*Selected excerpt*
::::

The resulting object was a `list` of values, which happen to be individual words!

Do you remember `len()`? How can we use `len()` and `str.split()` to count the number of words in a string?

In [None]:
# how to use len() and .split() to count the total number of words?

## types and tokens

- types: unique words
- tokens: occurences of unique words
- type-token ratio (TTR): measure of lexical repetition in text

#### use `set()` to find unique instances of items in a sequence
- `set(tokens)` = all unique values

#### use `len()` and `set()` to calculate TTR

- `len(set(tokens))` / `len(tokens)`

In [5]:
# load in a text
turtles = """teenage mutant ninja turtles, 
            teenage mutant ninja turtles, 
            teenage mutant ninja turtles, 
            heroes in a halfshell, turtle power!"""

In [6]:
# convert to tokens using `.split()`
turtle_tokens = turtles.split()

::::

*Stored data*

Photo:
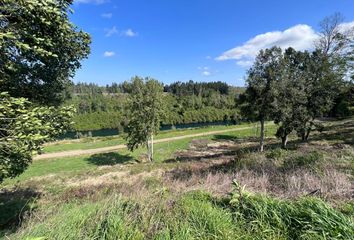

::::

*Tasks to perform*
1. Translate the sentence "The resulting object was a `list` of values, which happen to be individual words!" from the notebook excerpt into Spanish.
2. According to the notebook excerpt, what does the type-token ratio measure?
3. Write out the notebook excerpt starting with "Do you remember" and going on through "number of words?", swapping "count" for "tally" throughout.

*Expected answers*
1. ¡El objeto resultante fue una `list` de valores, que resultan ser palabras individuales!

2. It measures lexical repetition in text.

3.
Do you remember `len()`? How can we use `len()` and `str.split()` to tally the number of words in a string?

In [None]:
# how to use len() and .split() to tally the total number of words?